Objective:
Restate the full listing word for word and leave the pictures out.

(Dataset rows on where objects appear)
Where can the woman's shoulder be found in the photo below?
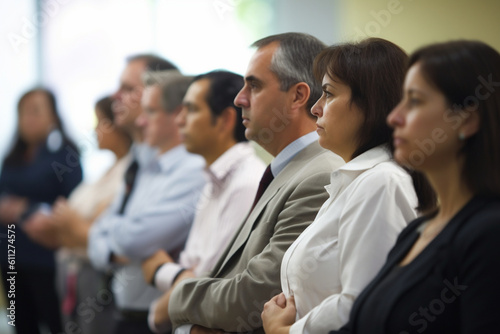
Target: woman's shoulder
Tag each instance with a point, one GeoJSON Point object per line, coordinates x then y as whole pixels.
{"type": "Point", "coordinates": [483, 223]}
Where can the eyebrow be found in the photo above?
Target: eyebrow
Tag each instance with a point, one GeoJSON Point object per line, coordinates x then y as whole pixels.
{"type": "Point", "coordinates": [413, 91]}
{"type": "Point", "coordinates": [252, 78]}
{"type": "Point", "coordinates": [326, 85]}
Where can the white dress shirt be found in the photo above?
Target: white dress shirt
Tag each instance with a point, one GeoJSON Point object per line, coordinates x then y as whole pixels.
{"type": "Point", "coordinates": [330, 263]}
{"type": "Point", "coordinates": [158, 215]}
{"type": "Point", "coordinates": [232, 181]}
{"type": "Point", "coordinates": [277, 165]}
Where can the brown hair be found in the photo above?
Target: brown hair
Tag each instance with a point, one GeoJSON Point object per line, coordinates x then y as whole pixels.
{"type": "Point", "coordinates": [374, 69]}
{"type": "Point", "coordinates": [468, 74]}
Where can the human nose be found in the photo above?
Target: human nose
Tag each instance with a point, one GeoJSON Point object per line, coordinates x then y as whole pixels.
{"type": "Point", "coordinates": [141, 120]}
{"type": "Point", "coordinates": [396, 117]}
{"type": "Point", "coordinates": [316, 109]}
{"type": "Point", "coordinates": [180, 119]}
{"type": "Point", "coordinates": [241, 100]}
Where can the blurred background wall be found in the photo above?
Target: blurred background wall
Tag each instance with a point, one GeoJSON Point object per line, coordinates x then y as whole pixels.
{"type": "Point", "coordinates": [78, 47]}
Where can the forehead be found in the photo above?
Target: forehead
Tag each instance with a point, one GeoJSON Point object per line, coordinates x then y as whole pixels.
{"type": "Point", "coordinates": [151, 95]}
{"type": "Point", "coordinates": [132, 73]}
{"type": "Point", "coordinates": [260, 63]}
{"type": "Point", "coordinates": [197, 91]}
{"type": "Point", "coordinates": [35, 98]}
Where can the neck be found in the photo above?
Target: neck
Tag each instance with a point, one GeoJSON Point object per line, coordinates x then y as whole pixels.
{"type": "Point", "coordinates": [137, 135]}
{"type": "Point", "coordinates": [120, 151]}
{"type": "Point", "coordinates": [294, 130]}
{"type": "Point", "coordinates": [452, 192]}
{"type": "Point", "coordinates": [218, 150]}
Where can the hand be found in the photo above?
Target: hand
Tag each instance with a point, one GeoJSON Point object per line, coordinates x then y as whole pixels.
{"type": "Point", "coordinates": [161, 316]}
{"type": "Point", "coordinates": [40, 228]}
{"type": "Point", "coordinates": [152, 263]}
{"type": "Point", "coordinates": [11, 208]}
{"type": "Point", "coordinates": [197, 329]}
{"type": "Point", "coordinates": [279, 314]}
{"type": "Point", "coordinates": [72, 228]}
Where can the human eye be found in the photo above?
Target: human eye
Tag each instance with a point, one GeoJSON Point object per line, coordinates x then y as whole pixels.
{"type": "Point", "coordinates": [327, 94]}
{"type": "Point", "coordinates": [413, 101]}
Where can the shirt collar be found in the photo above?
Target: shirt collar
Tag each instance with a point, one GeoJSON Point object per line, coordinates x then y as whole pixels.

Task output:
Where can the woman's shoulder be found in the photo below?
Target: woman's shoulder
Tag each instance with a point, one GeoJSON Point object per line, coordinates x then y as whole pixels.
{"type": "Point", "coordinates": [483, 223]}
Where can the eyebrow be found in the photo above?
Target: eyebrow
Tag each instance with a point, one GeoJSON Point object per line, coordinates x then y as whole pixels.
{"type": "Point", "coordinates": [413, 91]}
{"type": "Point", "coordinates": [252, 78]}
{"type": "Point", "coordinates": [326, 85]}
Where can the white dress shirt be found in the photo above?
Target: white dress shirt
Tag each instance with a point, one GeoJSON Point object per line, coordinates x then y as whole pixels.
{"type": "Point", "coordinates": [330, 263]}
{"type": "Point", "coordinates": [158, 215]}
{"type": "Point", "coordinates": [232, 181]}
{"type": "Point", "coordinates": [277, 165]}
Where can the brown hair be found in the photo above?
Target: brown hair
Tag each instance with a point, one GeoJSON Point object per line, coordinates x then y as whole pixels.
{"type": "Point", "coordinates": [374, 69]}
{"type": "Point", "coordinates": [468, 74]}
Where can the human nose be found in the photo above?
Target: human nose
Tag each instance with a point, one GeoJSON Point object per line, coordinates x then y as whole pixels.
{"type": "Point", "coordinates": [141, 120]}
{"type": "Point", "coordinates": [396, 117]}
{"type": "Point", "coordinates": [316, 109]}
{"type": "Point", "coordinates": [180, 119]}
{"type": "Point", "coordinates": [241, 100]}
Where can the blurred background wall be found in the photo above?
Target: blurred background wall
Tag each instance with a point, one GeoJSON Point object per line, coordinates x then y as whole pixels.
{"type": "Point", "coordinates": [78, 47]}
Where can the forehead be found in the photo above?
Target: forehead
Tag each instance with a point, one GeoJSON Point object per line, coordinates x then y as whole pixels.
{"type": "Point", "coordinates": [151, 95]}
{"type": "Point", "coordinates": [132, 73]}
{"type": "Point", "coordinates": [260, 63]}
{"type": "Point", "coordinates": [197, 91]}
{"type": "Point", "coordinates": [35, 98]}
Where can the neck be found in the photo above?
Target: neck
Tag each instance with a point, one GeoJSON Point object per line, coordinates x then y as whole pixels.
{"type": "Point", "coordinates": [137, 135]}
{"type": "Point", "coordinates": [120, 151]}
{"type": "Point", "coordinates": [294, 130]}
{"type": "Point", "coordinates": [452, 192]}
{"type": "Point", "coordinates": [218, 150]}
Where can the hand be found in the photo above?
Target: hand
Tag each instance with a point, one GeoJSON Point object per line, coordinates x then y as whole pixels.
{"type": "Point", "coordinates": [161, 316]}
{"type": "Point", "coordinates": [40, 228]}
{"type": "Point", "coordinates": [152, 263]}
{"type": "Point", "coordinates": [11, 208]}
{"type": "Point", "coordinates": [197, 329]}
{"type": "Point", "coordinates": [279, 314]}
{"type": "Point", "coordinates": [72, 228]}
Where can the human eye be found in the photo above?
Target: human eye
Tag each instance with a point, one GeoJSON Point object per line, coordinates x then y as whole pixels.
{"type": "Point", "coordinates": [327, 94]}
{"type": "Point", "coordinates": [413, 101]}
Where can the shirt collar be found in the photo above?
Target: shirt collar
Tag each instance with a point, one GeoJSON Point object per line, coordinates x then y as whole pixels.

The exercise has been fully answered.